Exercise objective:
Tally every line in the entries below that holds "blurred", then give only the total.
══ Supplied entries
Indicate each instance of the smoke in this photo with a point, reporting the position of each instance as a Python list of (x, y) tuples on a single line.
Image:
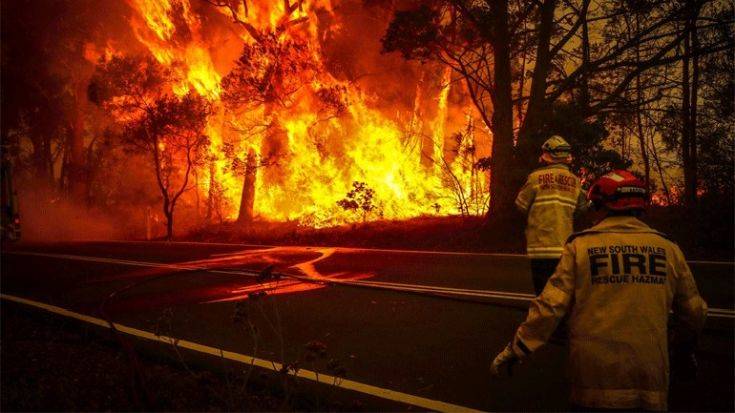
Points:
[(44, 218)]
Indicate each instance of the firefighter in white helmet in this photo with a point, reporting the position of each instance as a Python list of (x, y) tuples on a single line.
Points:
[(551, 196), (617, 281)]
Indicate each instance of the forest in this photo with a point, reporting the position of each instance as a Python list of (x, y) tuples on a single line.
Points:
[(146, 119)]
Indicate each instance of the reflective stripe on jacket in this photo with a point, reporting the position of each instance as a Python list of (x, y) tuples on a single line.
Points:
[(618, 281), (550, 197)]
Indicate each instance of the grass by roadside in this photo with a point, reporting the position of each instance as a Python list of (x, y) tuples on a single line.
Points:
[(53, 364)]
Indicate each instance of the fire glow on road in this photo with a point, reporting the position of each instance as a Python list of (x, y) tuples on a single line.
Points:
[(309, 278)]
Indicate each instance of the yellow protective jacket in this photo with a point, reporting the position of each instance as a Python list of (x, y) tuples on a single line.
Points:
[(550, 197), (617, 281)]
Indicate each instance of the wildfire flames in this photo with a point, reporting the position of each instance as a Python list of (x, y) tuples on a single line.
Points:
[(306, 137)]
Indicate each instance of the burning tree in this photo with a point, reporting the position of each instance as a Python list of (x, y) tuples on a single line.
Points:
[(360, 199), (155, 122)]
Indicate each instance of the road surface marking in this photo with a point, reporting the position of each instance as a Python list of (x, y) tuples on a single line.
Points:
[(349, 249), (415, 288), (380, 392)]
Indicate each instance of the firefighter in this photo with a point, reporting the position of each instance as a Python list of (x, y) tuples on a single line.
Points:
[(551, 196), (617, 281)]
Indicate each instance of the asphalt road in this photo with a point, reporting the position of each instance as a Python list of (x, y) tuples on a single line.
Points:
[(426, 324)]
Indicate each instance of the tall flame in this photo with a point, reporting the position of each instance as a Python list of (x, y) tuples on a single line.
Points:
[(322, 157)]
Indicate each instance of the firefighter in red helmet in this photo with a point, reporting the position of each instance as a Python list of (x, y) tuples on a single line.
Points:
[(617, 281)]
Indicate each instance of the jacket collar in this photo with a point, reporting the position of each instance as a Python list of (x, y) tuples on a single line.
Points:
[(622, 224), (557, 165)]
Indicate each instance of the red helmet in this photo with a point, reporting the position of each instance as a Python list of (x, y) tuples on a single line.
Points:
[(619, 190)]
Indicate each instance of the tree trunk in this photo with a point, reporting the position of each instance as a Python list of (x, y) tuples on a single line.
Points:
[(247, 200), (530, 134), (584, 90), (692, 181), (211, 193), (685, 119), (76, 174), (639, 116), (170, 226), (505, 177)]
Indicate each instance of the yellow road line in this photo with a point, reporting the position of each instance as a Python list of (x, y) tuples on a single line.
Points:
[(416, 288), (380, 392)]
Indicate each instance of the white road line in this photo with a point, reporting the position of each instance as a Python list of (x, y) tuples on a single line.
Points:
[(368, 389), (416, 288)]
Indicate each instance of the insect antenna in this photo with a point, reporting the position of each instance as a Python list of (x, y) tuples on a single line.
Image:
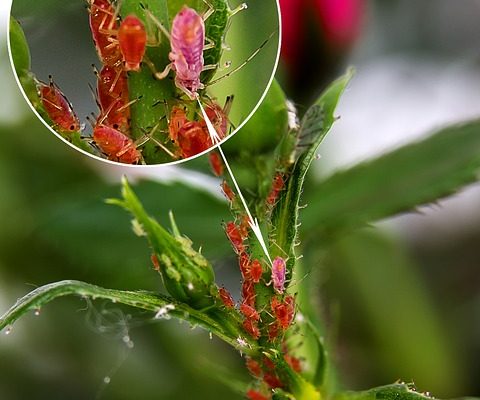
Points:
[(250, 58)]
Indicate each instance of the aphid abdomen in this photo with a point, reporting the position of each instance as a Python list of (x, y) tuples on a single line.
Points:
[(187, 42), (132, 39), (116, 145), (58, 108), (102, 22)]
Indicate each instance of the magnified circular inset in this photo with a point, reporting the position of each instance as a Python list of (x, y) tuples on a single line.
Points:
[(131, 81)]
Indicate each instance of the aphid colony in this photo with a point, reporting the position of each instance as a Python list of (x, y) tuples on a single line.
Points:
[(265, 319), (121, 47)]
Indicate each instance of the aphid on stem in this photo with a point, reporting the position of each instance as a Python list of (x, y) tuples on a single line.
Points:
[(58, 107), (226, 297), (188, 42), (279, 270)]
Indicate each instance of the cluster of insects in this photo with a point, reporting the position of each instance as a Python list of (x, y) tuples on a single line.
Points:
[(267, 319), (121, 45)]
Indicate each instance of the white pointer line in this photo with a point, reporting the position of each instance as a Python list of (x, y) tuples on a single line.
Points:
[(252, 222)]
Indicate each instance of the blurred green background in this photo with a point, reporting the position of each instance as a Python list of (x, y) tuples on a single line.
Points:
[(401, 299)]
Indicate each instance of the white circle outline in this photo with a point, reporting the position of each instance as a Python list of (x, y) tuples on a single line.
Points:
[(260, 101)]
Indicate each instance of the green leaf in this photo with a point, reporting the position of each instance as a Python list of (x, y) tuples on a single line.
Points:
[(266, 127), (315, 125), (19, 48), (399, 181), (187, 275), (162, 306), (397, 391)]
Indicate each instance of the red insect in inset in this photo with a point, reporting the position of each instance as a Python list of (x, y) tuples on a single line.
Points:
[(235, 237), (228, 192), (193, 139), (244, 264), (283, 312), (104, 25), (132, 39), (187, 41), (277, 187), (116, 145), (255, 395), (58, 107), (178, 118), (113, 100), (216, 163), (244, 226), (117, 42), (251, 328), (248, 293), (226, 297), (273, 331), (253, 367), (256, 271), (249, 312)]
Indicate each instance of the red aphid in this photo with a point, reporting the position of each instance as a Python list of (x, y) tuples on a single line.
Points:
[(112, 90), (255, 395), (256, 271), (226, 297), (116, 145), (193, 139), (272, 380), (216, 163), (218, 116), (244, 264), (187, 41), (249, 312), (104, 24), (294, 362), (235, 237), (248, 293), (279, 271), (253, 367), (132, 40), (277, 187), (273, 331), (58, 107), (178, 118), (283, 312), (244, 226), (251, 328), (228, 192)]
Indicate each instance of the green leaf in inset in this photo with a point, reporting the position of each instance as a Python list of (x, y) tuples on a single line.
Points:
[(266, 127), (19, 48), (396, 182)]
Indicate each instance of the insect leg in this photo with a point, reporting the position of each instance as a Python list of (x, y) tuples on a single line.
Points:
[(250, 58)]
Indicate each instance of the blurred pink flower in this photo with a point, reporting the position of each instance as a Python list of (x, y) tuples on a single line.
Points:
[(317, 35), (340, 19)]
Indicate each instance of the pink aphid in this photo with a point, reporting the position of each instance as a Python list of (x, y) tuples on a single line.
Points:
[(279, 270), (187, 41)]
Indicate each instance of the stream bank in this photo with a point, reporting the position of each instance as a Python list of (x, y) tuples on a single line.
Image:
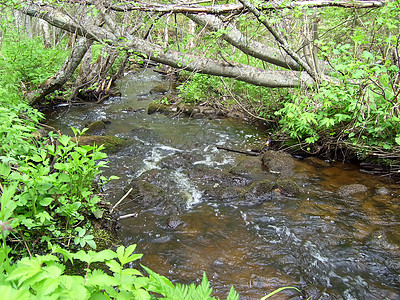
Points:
[(258, 223)]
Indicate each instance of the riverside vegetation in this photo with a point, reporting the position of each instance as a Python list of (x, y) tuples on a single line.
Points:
[(48, 195), (48, 198)]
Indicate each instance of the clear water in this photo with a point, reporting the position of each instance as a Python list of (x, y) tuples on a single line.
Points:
[(329, 246)]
════
Problem solution:
2